**Document segment**
# Imports

In [0]:
import pyspark.sql.functions as F
from pyspark.sql.functions import col, trim
from pyspark.sql.types import StringType

#Reading from Bronze

In [0]:
df = spark.table("workspace.bronze.crm_cust_info")

In [0]:
df.display()

# Data Transformation

In [0]:
for field in df.schema.fields:
    if isinstance(field.dataType, StringType):
        df = df.withColumn(field.name, trim(col(field.name)))
 

In [0]:
RENAME_MAP ={
    "cst_id": "customer_id",
    "cst_key": "customer_number",
    "cst_firstname": "firstname",
    "cst_lastname": "lastname",
    "cst_marital_status": "marital_status",
    "cst_gndr": "gender",
    "cst_create_date": "create_date"
}

In [0]:
df =(
    df
    .withColumn(
        "cst_marital_status",
        F.when(F.upper(F.col("cst_marital_status")) == "M", "Married")
        .when(F.upper(F.col("cst_marital_status")) == "S", "Single")
        .otherwise("n/a")
)
    .withColumn(
        "cst_gndr",
        F.when(F.upper(F.col("cst_gndr")) == "M", "Male")
        .when(F.upper(F.col("cst_gndr")) == "F", "Female")
        .otherwise("n/a")
    )
)


# Renaming the columns

In [0]:
for old_name, new_name in RENAME_MAP.items():
    df = df.withColumnRenamed(old_name, new_name)


# Remove rows with missing Customer_Id

In [0]:
df = df.filter(col("customer_id").isNotNull())

In [0]:
df.display()

#Write to silver Table

In [0]:
(
    df.write
    .format("delta")
    .mode("overwrite")
    .option("overwriteSchema", "true")
    .saveAsTable("workspace.silver.crm_customers")


)

In [0]:
%sql select * from workspace.silver.crm_customers
WHERE "customer_id" IS NOT null

**Actions to take**
a - Reproduce the part of the PySpark notebook from "#Reading from Bronze" to "df = df.withColumn(field.name, trim(col(field.name)))" word for word.
b - In the PySpark notebook, what value does the cst_gndr column receive when its uppercased value is neither "M" nor "F"?
The items after the PySpark notebook are not needed for anything here.

**Raw records**

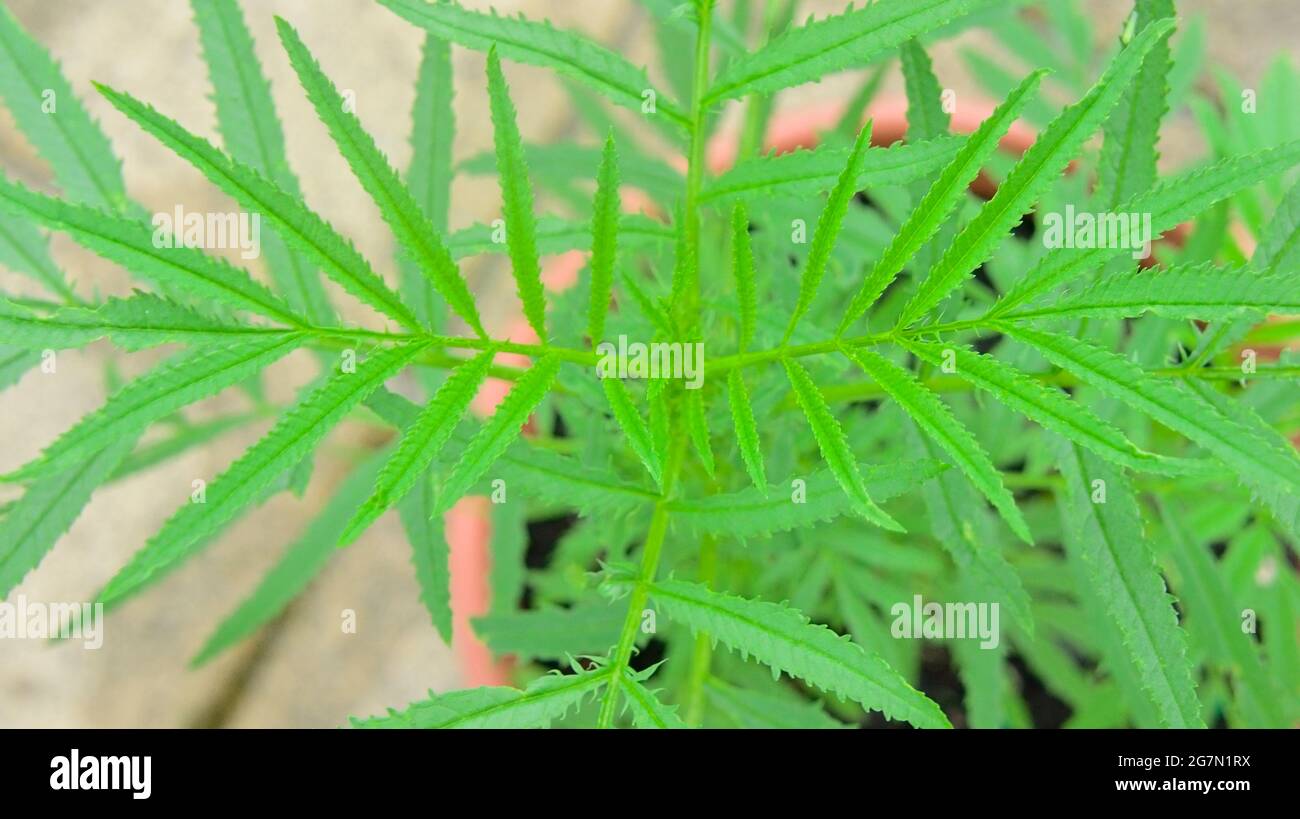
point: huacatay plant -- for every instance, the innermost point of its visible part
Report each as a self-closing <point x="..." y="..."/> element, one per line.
<point x="826" y="412"/>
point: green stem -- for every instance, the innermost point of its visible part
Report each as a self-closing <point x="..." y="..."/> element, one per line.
<point x="641" y="590"/>
<point x="676" y="455"/>
<point x="702" y="654"/>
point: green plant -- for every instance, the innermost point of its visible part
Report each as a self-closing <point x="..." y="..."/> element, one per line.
<point x="843" y="454"/>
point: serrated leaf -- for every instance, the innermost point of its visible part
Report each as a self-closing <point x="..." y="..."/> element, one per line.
<point x="1040" y="165"/>
<point x="297" y="567"/>
<point x="421" y="442"/>
<point x="174" y="384"/>
<point x="293" y="220"/>
<point x="1212" y="614"/>
<point x="546" y="700"/>
<point x="746" y="430"/>
<point x="697" y="424"/>
<point x="1169" y="203"/>
<point x="806" y="173"/>
<point x="742" y="272"/>
<point x="1192" y="291"/>
<point x="50" y="506"/>
<point x="755" y="512"/>
<point x="1175" y="407"/>
<point x="429" y="553"/>
<point x="499" y="430"/>
<point x="828" y="225"/>
<point x="784" y="640"/>
<point x="926" y="116"/>
<point x="645" y="709"/>
<point x="559" y="235"/>
<point x="1110" y="546"/>
<point x="1041" y="403"/>
<point x="295" y="434"/>
<point x="77" y="150"/>
<point x="133" y="246"/>
<point x="1127" y="163"/>
<point x="831" y="44"/>
<point x="538" y="43"/>
<point x="398" y="207"/>
<point x="962" y="525"/>
<point x="516" y="194"/>
<point x="835" y="446"/>
<point x="761" y="710"/>
<point x="251" y="133"/>
<point x="433" y="130"/>
<point x="937" y="421"/>
<point x="944" y="195"/>
<point x="605" y="241"/>
<point x="633" y="427"/>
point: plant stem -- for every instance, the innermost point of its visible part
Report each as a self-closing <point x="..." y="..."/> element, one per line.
<point x="677" y="442"/>
<point x="645" y="576"/>
<point x="703" y="650"/>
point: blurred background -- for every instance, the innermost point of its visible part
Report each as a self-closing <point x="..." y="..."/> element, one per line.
<point x="303" y="670"/>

**Expected results**
a -
#Reading from Bronze

In [0]:
df = spark.table("workspace.bronze.crm_cust_info")

In [0]:
df.display()

# Data Transformation

In [0]:
for field in df.schema.fields:
    if isinstance(field.dataType, StringType):
        df = df.withColumn(field.name, trim(col(field.name)))

b - It receives the value "n/a".